- Your instructions
Count the lines in the items below that contain the string "jeans", treating uppercase and lowercase letters as different. Reply with the number alone.

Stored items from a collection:
####

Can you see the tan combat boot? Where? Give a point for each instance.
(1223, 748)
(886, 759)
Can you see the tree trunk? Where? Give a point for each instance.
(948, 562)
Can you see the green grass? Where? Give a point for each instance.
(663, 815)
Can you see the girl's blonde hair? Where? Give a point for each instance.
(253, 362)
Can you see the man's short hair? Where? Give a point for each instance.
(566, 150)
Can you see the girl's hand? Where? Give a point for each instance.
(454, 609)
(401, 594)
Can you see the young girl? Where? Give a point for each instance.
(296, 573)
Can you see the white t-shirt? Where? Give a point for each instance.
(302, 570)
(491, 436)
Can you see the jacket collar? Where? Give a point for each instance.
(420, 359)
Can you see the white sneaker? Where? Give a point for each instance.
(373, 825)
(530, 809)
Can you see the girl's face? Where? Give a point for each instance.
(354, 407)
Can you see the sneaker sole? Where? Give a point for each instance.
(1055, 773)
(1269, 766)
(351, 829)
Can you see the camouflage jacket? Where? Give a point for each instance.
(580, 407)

####

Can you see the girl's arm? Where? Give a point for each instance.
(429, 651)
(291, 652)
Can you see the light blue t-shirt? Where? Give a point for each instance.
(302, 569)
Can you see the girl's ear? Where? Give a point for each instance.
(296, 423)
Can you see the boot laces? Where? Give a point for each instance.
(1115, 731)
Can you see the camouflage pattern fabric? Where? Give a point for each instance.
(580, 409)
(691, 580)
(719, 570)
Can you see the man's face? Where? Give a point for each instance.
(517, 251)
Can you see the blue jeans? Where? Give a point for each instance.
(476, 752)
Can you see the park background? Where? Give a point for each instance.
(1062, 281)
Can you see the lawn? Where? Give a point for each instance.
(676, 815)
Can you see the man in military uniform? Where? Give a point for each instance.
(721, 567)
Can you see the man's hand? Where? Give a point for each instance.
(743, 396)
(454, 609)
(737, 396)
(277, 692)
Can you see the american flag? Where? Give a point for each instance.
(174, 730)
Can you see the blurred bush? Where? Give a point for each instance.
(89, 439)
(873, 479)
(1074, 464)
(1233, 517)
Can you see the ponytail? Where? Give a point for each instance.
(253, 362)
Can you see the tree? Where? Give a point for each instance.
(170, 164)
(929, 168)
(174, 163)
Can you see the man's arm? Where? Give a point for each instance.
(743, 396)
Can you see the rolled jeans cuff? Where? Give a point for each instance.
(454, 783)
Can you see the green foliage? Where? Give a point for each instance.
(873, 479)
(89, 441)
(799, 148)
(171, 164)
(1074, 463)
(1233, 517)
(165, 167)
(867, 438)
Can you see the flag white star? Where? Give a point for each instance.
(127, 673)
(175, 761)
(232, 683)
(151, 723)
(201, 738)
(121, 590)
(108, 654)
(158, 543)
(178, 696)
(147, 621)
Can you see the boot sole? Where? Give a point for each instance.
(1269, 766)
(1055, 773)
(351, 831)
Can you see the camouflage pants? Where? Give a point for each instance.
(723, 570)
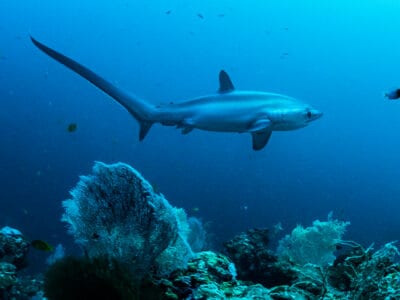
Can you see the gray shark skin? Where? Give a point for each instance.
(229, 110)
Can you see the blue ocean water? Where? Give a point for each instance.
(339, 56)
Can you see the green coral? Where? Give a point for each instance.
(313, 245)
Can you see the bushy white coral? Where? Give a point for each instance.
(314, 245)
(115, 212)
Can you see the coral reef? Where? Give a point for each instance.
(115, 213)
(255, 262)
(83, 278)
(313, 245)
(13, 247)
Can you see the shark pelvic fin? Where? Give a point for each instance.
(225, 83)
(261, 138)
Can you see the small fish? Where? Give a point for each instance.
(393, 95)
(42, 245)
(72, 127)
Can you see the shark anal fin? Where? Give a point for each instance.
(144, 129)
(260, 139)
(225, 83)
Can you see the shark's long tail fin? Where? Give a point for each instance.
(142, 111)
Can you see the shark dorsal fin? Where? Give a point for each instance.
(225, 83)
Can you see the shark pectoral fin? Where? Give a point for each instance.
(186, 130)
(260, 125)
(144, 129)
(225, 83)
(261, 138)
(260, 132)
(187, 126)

####

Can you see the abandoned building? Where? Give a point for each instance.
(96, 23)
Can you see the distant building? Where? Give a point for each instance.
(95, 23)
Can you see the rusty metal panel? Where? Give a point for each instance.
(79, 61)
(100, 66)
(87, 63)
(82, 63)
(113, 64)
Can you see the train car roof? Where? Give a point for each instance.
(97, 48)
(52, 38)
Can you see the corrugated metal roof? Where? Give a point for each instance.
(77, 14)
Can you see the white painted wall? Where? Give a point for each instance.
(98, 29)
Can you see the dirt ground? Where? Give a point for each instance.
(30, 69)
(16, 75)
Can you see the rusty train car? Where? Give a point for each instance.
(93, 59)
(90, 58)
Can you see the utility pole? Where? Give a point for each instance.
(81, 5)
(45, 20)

####

- Exercise output
2